*Secção do documento*:

- - -

Leitura Espiritual Temas actuais do cristianismo |
São Josemaria Escrivá
21 (cont)
Explicar-me-ei
melhor com um exemplo.
Em
1932, comentando, num documento dirigido aos meus filhos do Opus Dei, alguns
dos aspectos e consequências da dignidade e responsabilidade peculiares que o
Baptismo confere às pessoas, escrevi: “impõe-se repelir o preconceito de que os
fiéis correntes não podem fazer mais do que ajudar o clero, em apostolados
eclesiásticos.
O
apostolado dos seculares não tem de ser sempre uma simples participação no
apostolado hierárquico: compete-lhes o dever de fazer apostolado.
E
isto não é porque recebam uma missão canónica, mas por serem parte da Igreja;
essa missão... realizam-na através da profissão, do ofício, da família, dos
colegas, dos amigos”.
Hoje,
depois dos ensinamentos solenes do Vaticano II, ninguém na Igreja porá em
dúvida a ortodoxia desta doutrina.
Mas,
quantos abandonaram realmente a sua concepção única do apostolado dos leigos
como um trabalho pastoral organizado de cima para baixo?

- - -

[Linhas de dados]

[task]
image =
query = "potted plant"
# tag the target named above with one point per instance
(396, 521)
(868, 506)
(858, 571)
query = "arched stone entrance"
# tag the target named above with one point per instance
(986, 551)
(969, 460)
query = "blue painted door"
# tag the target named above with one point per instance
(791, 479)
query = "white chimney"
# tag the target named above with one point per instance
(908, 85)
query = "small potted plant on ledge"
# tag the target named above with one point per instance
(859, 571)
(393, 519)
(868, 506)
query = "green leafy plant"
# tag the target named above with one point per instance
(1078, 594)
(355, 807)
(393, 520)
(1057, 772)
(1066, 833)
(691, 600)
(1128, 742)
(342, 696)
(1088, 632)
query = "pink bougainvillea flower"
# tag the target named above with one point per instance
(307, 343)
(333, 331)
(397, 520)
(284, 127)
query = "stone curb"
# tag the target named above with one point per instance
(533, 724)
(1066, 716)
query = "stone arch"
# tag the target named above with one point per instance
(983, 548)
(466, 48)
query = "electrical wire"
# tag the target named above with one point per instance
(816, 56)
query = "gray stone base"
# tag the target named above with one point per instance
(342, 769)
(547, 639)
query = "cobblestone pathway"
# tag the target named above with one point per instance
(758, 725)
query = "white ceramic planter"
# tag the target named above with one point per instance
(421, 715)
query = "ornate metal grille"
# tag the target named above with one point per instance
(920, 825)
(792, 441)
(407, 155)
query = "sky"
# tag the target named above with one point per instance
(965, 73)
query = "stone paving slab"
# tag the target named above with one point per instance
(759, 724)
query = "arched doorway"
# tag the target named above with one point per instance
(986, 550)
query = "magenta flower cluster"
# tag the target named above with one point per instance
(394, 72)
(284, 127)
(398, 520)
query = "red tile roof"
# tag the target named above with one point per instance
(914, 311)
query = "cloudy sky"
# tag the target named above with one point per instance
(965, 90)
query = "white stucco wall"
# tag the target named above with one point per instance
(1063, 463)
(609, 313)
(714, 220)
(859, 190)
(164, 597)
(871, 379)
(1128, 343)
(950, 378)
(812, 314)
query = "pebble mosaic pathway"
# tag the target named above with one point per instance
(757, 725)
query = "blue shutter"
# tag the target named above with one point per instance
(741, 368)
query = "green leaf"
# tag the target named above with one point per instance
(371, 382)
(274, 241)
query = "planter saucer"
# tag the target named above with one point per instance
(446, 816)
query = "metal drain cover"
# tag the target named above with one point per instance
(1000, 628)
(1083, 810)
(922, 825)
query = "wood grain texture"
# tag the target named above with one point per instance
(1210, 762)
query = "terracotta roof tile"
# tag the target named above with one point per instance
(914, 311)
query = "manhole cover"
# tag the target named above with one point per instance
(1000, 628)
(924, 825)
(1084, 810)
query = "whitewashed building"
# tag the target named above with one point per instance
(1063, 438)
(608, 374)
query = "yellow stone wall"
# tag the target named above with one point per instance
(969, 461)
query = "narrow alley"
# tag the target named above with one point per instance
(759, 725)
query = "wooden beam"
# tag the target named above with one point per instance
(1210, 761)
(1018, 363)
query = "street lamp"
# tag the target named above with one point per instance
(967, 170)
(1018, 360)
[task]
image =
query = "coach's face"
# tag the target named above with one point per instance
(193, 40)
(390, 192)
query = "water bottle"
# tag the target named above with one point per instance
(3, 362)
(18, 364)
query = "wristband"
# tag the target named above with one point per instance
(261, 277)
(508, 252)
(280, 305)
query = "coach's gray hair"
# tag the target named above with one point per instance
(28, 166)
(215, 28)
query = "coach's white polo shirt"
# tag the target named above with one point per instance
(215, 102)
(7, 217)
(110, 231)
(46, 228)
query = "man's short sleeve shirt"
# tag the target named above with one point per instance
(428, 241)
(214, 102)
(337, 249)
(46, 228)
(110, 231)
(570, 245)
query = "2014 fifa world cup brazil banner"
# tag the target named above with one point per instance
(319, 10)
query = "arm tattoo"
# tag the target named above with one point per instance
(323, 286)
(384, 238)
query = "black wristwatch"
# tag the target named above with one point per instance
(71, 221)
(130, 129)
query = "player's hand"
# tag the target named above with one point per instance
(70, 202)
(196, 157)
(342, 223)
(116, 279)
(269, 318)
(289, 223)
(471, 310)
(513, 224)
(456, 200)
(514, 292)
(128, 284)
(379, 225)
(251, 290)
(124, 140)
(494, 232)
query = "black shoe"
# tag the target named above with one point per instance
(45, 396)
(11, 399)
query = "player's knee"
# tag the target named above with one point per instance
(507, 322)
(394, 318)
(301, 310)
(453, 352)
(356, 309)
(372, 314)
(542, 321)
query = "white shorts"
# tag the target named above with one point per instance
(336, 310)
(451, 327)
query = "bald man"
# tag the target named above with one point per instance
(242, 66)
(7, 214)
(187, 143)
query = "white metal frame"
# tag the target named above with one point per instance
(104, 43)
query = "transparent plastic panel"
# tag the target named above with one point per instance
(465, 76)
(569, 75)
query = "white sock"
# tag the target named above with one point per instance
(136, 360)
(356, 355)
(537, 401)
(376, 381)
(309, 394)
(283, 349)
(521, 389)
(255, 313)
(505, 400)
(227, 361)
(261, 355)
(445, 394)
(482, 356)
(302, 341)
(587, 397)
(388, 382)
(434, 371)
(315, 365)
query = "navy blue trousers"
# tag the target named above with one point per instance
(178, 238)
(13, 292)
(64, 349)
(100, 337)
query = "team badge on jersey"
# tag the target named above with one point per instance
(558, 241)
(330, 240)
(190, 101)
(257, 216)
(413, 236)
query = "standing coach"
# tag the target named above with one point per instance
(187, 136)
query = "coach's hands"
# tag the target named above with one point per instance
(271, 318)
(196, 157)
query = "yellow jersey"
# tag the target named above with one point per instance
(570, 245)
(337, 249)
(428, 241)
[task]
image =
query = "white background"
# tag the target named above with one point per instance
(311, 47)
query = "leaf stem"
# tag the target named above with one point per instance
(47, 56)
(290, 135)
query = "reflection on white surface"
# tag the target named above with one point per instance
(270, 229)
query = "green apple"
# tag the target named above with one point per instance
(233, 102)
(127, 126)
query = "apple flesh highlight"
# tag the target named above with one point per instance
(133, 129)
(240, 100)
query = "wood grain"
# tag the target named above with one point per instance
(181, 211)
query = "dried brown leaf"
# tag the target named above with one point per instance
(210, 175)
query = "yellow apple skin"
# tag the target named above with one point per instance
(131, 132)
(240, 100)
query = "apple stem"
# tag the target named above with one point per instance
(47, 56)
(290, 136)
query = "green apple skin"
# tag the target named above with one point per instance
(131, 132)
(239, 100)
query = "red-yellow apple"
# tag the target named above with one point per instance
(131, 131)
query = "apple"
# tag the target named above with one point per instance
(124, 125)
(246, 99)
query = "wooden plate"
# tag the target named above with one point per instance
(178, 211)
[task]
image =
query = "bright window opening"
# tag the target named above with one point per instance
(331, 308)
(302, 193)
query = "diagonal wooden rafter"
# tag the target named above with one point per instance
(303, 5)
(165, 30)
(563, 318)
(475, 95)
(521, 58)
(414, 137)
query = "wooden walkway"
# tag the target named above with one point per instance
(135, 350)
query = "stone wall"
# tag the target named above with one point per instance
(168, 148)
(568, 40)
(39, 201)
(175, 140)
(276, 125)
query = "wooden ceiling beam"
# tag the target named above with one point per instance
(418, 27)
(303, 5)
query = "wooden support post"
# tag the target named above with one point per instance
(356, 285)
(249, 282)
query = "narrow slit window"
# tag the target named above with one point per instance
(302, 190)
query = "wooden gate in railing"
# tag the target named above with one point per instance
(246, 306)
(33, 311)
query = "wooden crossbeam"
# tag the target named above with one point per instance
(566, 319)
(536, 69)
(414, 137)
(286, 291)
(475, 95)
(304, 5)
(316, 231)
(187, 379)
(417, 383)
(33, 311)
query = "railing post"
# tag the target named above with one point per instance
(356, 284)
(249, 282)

- - -

*Trabalho pedido*:
1. Por favor, reescreve em forma de lista o parágrafo do texto sobre o apostolado dos leigos que começa por "Em 1932, comentando", mantendo os factos principais.
2. Continua o texto sobre o apostolado dos leigos a partir da última frase apresentada.
As linhas de dados não têm qualquer relação com o texto sobre o apostolado dos leigos.

*Respostas aos exercícios*:
1.
- Ano: 1932.
- Documento dirigido aos filhos do Opus Dei.
- Tema comentado: aspectos e consequências da dignidade e responsabilidade peculiares que o Baptismo confere às pessoas.
- Afirmação: é preciso repelir o preconceito de que os fiéis correntes só podem ajudar o clero em apostolados eclesiásticos.

2.
Quantos,
superando a anterior concepção monolítica do apostolado laical, compreendem que
ele possa e inclusivamente deva também existir sem necessidade de rígidas
estruturas centralizadas, missões canónicas e mandatos hierárquicos?
Quantos,
que qualificam o laicado de longa manus
Ecclesiae, não estarão a confundir ao mesmo tempo o conceito de Igreja-Povo
de Deus com o conceito mais limitado de Hierarquia?
Ou
ainda, quantos leigos entendem devidamente que só em delicada comunhão com a
Hierarquia têm direito a reivindicar o seu âmbito legítimo de autonomia
apostólica?
Poder-se-iam
formular considerações semelhantes em relação a outros problemas, porque é
realmente muito, muitíssimo, o que está ainda por conseguir, tanto na
necessária exposição doutrinal, como na educação das consciências e na própria
reforma da legislação eclesiástica.
Peço
muito ao Senhor - a oração sempre foi a minha grande arma - que o Espírito
Santo assista ao seu Povo, e especialmente à Hierarquia, na realização destas
tarefas. E peço-Lhe também que continue a servir-Se do Opus Dei, para que
possamos contribuir e ajudar, em tudo o que estiver ao nosso alcance, neste
difícil mas maravilhoso processo de desenvolvimento e crescimento da Igreja.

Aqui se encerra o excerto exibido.